WRITTEN REQUEST =>
Pick out each line in the listing below that contains the word "sofa" and copy those lines unchanged.

PROVIDED MATERIAL =>

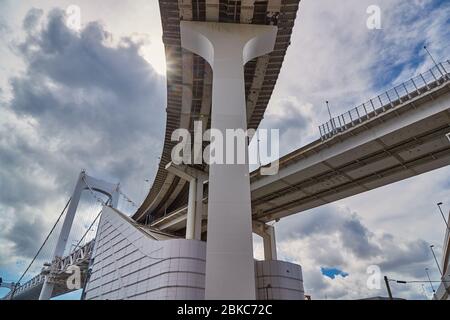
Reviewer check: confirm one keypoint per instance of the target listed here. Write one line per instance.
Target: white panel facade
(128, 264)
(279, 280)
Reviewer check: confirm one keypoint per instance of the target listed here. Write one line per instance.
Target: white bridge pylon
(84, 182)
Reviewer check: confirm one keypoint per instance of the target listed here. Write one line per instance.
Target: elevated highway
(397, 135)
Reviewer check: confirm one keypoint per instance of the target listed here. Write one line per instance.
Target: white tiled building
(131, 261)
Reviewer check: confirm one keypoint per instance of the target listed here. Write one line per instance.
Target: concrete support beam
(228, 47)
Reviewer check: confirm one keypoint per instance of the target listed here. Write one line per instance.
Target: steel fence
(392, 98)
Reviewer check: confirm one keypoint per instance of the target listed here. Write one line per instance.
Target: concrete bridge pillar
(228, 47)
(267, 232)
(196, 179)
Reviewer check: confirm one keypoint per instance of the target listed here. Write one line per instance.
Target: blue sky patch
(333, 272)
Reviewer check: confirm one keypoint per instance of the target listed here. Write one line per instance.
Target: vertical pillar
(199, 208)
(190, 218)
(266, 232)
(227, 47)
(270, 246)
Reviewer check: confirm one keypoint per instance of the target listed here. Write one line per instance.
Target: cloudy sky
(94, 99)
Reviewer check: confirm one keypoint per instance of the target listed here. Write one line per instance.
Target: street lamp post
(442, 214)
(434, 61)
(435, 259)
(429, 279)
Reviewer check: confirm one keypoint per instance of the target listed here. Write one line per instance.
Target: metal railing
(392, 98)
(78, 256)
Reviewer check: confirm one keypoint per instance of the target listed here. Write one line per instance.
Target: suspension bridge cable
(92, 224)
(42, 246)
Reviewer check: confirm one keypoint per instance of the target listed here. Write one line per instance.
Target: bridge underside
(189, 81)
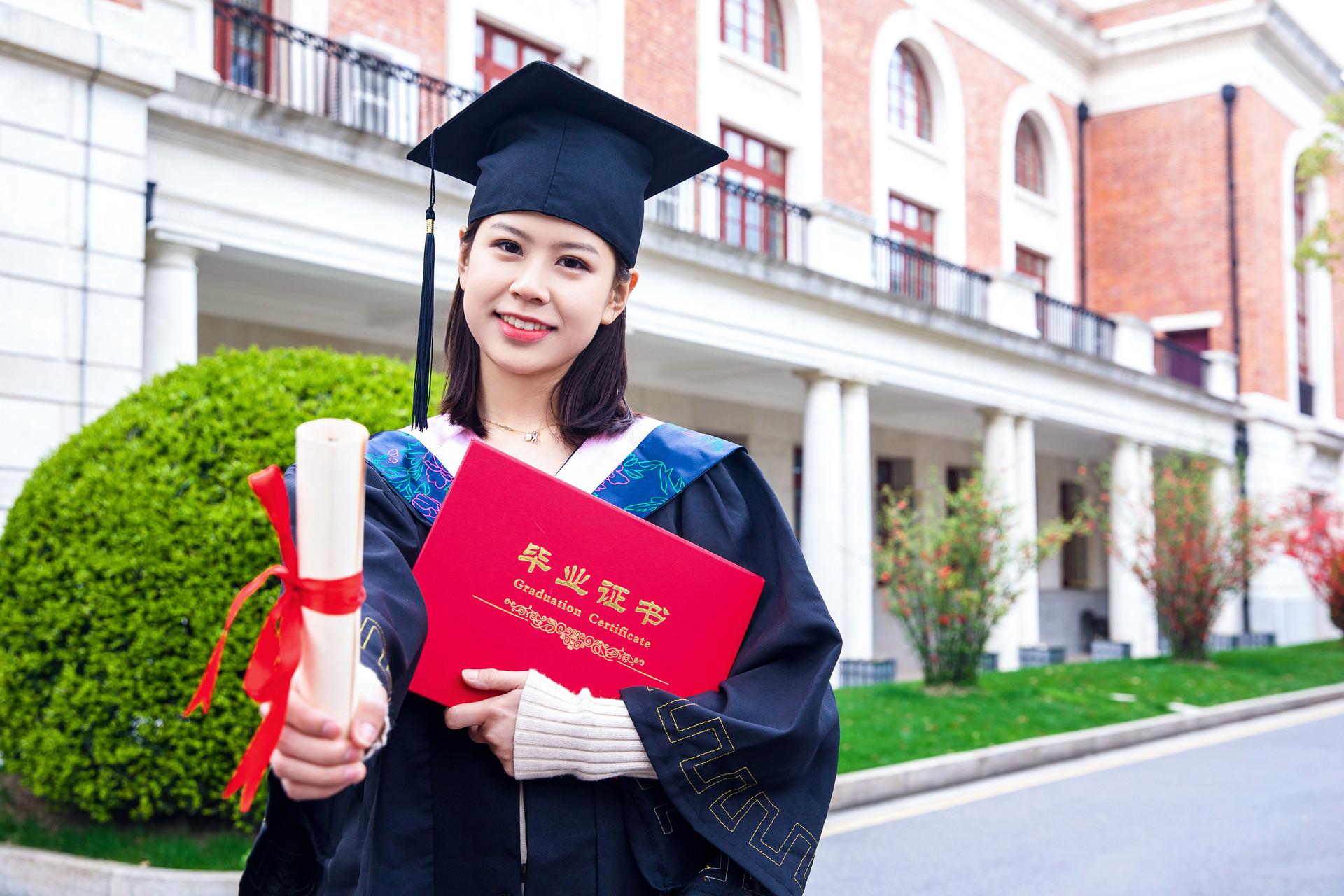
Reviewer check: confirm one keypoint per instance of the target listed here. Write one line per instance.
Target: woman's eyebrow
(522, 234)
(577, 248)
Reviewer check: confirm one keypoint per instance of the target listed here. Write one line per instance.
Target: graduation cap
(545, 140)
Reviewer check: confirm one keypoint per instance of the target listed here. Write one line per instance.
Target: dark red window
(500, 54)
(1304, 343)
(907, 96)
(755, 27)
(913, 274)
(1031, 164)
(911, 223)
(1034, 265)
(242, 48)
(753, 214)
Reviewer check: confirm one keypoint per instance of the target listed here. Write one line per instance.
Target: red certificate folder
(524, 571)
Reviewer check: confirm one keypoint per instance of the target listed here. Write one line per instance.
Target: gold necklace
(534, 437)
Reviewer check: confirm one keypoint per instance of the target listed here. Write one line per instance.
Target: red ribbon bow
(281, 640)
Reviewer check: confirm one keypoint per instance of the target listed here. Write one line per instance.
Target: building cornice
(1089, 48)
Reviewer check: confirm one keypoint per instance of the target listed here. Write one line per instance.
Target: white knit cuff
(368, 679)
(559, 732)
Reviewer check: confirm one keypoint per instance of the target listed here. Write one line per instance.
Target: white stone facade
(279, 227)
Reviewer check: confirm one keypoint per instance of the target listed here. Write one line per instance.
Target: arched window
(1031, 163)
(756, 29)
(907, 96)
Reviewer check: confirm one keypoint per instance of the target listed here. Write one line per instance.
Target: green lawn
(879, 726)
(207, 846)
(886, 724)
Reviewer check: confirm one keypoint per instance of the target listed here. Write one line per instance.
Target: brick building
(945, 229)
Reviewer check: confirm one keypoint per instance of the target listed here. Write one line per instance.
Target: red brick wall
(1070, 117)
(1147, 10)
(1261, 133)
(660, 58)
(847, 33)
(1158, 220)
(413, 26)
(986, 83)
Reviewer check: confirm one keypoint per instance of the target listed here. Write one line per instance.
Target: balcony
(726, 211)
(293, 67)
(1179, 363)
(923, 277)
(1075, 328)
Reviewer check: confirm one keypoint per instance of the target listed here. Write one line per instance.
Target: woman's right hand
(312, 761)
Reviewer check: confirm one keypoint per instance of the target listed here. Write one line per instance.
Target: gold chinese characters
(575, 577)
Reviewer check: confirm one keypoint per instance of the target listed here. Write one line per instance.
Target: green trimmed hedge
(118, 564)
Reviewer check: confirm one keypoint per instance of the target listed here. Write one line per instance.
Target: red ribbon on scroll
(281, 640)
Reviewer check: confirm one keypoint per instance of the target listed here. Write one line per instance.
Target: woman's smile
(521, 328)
--
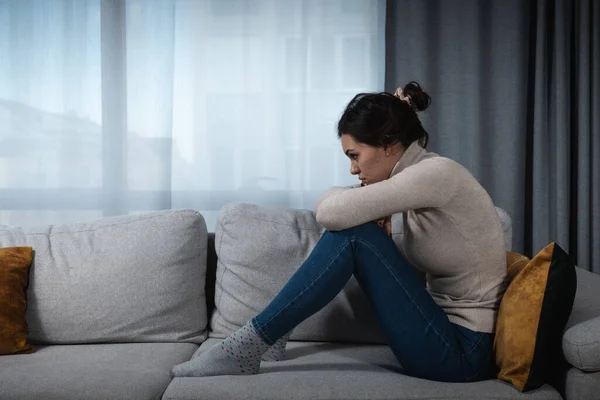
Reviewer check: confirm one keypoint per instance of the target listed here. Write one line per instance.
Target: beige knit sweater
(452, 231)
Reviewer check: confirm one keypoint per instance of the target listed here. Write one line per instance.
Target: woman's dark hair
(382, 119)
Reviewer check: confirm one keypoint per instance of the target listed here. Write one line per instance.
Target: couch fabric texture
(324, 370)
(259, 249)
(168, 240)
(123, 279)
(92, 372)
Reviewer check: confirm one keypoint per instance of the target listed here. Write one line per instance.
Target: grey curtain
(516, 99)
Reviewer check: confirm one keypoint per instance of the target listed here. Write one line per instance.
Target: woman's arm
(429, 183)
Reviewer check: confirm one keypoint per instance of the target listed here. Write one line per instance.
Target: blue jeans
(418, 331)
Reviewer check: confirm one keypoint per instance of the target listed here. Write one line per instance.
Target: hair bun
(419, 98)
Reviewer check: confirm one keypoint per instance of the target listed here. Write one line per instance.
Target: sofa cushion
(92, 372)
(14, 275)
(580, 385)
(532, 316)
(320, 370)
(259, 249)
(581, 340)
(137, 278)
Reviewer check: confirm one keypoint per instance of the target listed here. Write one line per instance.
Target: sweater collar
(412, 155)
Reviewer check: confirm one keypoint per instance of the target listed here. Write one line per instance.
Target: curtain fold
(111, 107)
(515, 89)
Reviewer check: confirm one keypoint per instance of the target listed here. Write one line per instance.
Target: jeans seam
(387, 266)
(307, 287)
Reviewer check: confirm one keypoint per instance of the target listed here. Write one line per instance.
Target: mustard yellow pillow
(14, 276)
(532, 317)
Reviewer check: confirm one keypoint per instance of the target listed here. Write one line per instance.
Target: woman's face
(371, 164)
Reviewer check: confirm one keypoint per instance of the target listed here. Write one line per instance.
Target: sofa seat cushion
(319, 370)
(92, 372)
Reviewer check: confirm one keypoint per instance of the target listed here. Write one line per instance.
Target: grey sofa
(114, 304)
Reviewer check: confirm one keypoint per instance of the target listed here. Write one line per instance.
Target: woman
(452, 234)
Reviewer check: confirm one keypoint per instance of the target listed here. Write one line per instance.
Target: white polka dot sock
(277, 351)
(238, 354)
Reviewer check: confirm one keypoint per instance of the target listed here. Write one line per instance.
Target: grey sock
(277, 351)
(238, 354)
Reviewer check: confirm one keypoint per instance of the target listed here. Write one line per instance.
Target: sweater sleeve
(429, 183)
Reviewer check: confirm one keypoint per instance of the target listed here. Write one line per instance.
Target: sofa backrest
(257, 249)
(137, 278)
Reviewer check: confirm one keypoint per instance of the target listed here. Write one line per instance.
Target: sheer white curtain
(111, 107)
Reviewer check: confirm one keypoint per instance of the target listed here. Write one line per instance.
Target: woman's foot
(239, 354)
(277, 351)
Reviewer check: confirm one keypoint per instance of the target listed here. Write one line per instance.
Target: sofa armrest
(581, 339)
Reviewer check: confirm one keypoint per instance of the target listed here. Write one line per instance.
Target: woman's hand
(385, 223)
...
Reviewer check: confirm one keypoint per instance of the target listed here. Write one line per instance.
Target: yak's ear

REPLY TO THE TASK =>
Target: sofa cushion
Target: sofa seat cushion
Target: grey sofa
Target: sofa backrest
Target: sofa armrest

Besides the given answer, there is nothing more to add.